Provided text
= Burton Latimer (ward) =

Burton Latimer Ward (Kettering Borough Council)
Burton Latimer within Kettering Borough
| Kettering Borough within Northamptonshire | Northamptonshire within England |

Burton Latimer Ward, representing the town of Burton Latimer, is a three-member ward within Kettering Borough Council. The ward was last fought at borough council level in the 2007 local council elections, in which two seats were won by Independent candidates and one seat won by the Conservatives.

The current councillors are Cllr. Ruth Groome, Cllr. Jan Smith and Cllr. John Currall.

==Councillors==
Kettering Borough Council elections 2007
- Christopher Groome (Independent)
- Ruth Groome (Independent)

Required actions
1. From the Burton Latimer ward text, reproduce word for word the part that opens with the words containing "The current councillors" and closes with "Christopher Groome (Independent)".
2. Using the Burton Latimer ward text, decide whether each statement agrees with it, answering yes or no and quoting the deciding words: (a) The ward elects three members to Kettering Borough Council. (b) The Conservatives won two seats in the 2007 local council elections. (c) John Currall is one of the current councillors.

Material shown
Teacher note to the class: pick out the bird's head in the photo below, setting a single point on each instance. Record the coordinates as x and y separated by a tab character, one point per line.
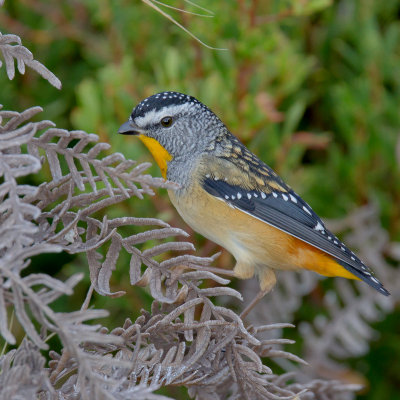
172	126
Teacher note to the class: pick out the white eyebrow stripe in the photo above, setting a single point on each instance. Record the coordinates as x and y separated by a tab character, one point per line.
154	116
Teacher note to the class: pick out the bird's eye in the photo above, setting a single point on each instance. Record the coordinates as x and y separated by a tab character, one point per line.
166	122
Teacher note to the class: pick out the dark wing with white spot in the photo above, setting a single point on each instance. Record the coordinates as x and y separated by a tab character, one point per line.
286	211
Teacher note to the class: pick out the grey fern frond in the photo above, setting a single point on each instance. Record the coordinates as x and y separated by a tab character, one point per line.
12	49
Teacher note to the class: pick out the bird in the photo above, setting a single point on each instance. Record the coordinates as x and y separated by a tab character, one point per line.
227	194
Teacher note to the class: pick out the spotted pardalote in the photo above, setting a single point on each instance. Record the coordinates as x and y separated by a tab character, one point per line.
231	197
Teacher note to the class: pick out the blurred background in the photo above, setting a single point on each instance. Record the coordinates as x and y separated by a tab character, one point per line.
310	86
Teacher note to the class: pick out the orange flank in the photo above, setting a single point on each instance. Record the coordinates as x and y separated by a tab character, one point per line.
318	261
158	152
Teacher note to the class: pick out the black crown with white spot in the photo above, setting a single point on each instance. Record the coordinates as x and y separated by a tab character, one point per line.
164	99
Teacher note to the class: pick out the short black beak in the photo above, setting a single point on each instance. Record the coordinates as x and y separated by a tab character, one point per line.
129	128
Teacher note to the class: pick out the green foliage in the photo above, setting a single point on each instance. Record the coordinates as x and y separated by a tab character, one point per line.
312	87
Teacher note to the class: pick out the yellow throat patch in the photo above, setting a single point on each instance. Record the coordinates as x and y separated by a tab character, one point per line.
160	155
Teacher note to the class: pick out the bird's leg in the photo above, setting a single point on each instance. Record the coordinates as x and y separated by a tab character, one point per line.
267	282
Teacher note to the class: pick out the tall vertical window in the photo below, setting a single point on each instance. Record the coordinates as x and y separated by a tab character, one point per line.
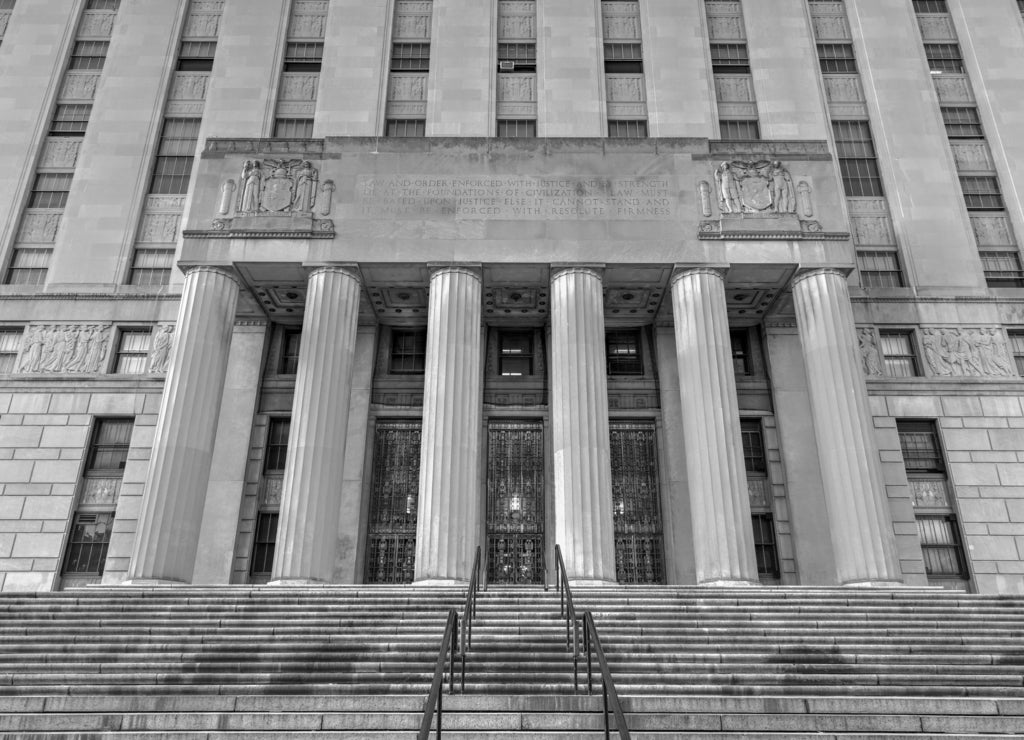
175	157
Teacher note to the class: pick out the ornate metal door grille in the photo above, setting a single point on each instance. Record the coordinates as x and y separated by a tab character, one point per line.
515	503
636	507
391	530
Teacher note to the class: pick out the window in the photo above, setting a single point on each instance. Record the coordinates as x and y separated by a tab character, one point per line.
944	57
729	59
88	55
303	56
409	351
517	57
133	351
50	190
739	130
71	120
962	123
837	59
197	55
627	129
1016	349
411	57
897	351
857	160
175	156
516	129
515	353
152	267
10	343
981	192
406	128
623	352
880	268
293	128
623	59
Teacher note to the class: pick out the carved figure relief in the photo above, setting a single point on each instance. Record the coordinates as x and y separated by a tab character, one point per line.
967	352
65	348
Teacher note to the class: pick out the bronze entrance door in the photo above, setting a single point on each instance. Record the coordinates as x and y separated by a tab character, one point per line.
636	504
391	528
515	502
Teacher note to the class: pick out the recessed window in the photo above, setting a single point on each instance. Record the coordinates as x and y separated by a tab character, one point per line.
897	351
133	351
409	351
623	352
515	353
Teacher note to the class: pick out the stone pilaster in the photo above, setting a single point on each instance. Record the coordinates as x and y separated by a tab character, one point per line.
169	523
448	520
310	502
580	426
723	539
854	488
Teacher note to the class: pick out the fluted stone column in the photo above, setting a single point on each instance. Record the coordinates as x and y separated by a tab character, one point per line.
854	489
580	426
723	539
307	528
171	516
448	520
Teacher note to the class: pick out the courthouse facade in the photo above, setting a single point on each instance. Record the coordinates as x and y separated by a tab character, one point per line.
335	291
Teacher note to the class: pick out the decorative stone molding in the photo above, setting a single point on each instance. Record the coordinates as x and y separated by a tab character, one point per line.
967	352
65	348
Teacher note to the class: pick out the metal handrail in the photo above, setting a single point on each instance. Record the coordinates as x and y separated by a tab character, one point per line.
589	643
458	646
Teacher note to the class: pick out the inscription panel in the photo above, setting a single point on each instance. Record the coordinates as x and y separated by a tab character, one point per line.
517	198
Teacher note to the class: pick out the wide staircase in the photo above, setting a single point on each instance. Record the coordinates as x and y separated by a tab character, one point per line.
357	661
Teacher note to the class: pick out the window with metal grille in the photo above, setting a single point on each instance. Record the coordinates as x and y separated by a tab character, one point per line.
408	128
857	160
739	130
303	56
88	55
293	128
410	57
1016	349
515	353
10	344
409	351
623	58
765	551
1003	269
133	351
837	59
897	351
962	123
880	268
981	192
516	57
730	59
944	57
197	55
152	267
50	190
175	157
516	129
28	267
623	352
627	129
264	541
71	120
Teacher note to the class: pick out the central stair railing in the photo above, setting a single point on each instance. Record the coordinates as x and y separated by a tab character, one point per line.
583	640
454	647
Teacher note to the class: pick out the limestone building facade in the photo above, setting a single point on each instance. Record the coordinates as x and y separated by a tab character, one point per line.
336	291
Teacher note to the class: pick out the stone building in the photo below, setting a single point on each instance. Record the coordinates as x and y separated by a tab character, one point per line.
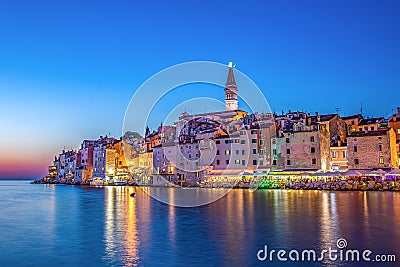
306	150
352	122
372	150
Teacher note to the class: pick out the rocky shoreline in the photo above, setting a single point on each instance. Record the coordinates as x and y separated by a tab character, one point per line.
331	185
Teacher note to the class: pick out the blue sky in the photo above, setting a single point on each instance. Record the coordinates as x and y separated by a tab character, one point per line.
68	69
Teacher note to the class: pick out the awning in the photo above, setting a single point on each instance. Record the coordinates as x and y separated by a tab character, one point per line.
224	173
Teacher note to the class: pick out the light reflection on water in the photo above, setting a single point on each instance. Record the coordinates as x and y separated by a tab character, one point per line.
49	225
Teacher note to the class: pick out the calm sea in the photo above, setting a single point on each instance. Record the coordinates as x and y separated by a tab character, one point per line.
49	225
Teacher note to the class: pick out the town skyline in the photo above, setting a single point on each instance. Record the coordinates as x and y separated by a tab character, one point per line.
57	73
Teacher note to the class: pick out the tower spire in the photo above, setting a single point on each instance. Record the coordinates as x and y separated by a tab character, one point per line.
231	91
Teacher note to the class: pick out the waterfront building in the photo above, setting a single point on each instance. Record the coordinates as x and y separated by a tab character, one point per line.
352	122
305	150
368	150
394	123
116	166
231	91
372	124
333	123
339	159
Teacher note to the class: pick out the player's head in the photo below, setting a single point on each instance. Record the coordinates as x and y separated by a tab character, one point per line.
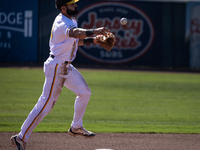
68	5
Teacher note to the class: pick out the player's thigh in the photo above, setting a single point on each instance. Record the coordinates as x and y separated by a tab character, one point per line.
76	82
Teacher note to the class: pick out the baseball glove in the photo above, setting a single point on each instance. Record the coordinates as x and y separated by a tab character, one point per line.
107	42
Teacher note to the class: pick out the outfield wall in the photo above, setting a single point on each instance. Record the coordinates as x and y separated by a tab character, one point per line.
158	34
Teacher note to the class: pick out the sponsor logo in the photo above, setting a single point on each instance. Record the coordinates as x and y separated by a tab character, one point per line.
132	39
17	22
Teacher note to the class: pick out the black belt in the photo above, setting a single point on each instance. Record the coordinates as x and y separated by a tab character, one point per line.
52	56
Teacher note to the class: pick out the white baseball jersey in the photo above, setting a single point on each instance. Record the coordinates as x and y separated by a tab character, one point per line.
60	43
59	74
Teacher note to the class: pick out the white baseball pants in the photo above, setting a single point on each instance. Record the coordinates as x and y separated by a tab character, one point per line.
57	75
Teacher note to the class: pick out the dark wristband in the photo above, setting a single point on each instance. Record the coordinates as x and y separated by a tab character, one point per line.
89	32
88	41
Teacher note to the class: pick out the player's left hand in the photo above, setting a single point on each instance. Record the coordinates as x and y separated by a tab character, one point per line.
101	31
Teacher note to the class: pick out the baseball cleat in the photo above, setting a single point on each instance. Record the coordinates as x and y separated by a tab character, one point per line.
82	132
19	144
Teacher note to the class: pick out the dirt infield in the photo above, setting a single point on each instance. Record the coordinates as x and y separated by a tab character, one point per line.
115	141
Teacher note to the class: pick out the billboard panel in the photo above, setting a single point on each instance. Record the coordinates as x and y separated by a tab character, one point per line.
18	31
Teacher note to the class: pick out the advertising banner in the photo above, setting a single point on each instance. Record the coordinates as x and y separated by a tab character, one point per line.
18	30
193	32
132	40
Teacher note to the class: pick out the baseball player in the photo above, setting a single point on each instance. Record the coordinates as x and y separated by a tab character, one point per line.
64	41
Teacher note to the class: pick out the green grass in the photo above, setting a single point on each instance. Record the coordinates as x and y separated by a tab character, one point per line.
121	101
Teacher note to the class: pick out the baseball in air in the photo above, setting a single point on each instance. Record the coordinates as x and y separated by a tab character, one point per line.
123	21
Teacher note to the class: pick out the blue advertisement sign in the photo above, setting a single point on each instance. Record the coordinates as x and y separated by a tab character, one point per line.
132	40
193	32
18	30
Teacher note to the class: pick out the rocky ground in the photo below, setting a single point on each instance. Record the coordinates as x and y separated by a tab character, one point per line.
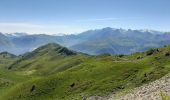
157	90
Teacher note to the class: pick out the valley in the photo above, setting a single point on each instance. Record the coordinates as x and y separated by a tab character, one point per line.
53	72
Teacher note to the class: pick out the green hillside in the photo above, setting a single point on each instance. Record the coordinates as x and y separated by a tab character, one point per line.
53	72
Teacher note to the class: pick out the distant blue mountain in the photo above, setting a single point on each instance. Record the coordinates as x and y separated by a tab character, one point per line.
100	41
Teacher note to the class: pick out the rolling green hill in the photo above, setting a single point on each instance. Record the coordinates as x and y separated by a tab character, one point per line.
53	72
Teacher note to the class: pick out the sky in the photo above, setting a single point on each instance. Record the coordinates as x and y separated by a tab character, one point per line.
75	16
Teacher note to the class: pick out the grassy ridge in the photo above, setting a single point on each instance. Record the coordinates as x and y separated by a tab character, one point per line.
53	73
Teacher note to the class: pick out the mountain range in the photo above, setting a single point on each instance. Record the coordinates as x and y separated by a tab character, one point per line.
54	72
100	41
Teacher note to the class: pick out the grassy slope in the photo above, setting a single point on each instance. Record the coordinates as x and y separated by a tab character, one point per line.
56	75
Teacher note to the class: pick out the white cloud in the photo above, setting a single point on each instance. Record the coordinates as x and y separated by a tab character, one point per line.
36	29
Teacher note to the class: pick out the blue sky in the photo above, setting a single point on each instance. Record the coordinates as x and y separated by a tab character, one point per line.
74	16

Expected responses
1.
The current councillors are Cllr. Ruth Groome, Cllr. Jan Smith and Cllr. John Currall.

==Councillors==
Kettering Borough Council elections 2007
- Christopher Groome (Independent)

2.
(a) Yes: "is a three-member ward within Kettering Borough Council"
(b) No: "two seats were won by Independent candidates and one seat won by the Conservatives"
(c) Yes: "The current councillors are Cllr. Ruth Groome, Cllr. Jan Smith and Cllr. John Currall."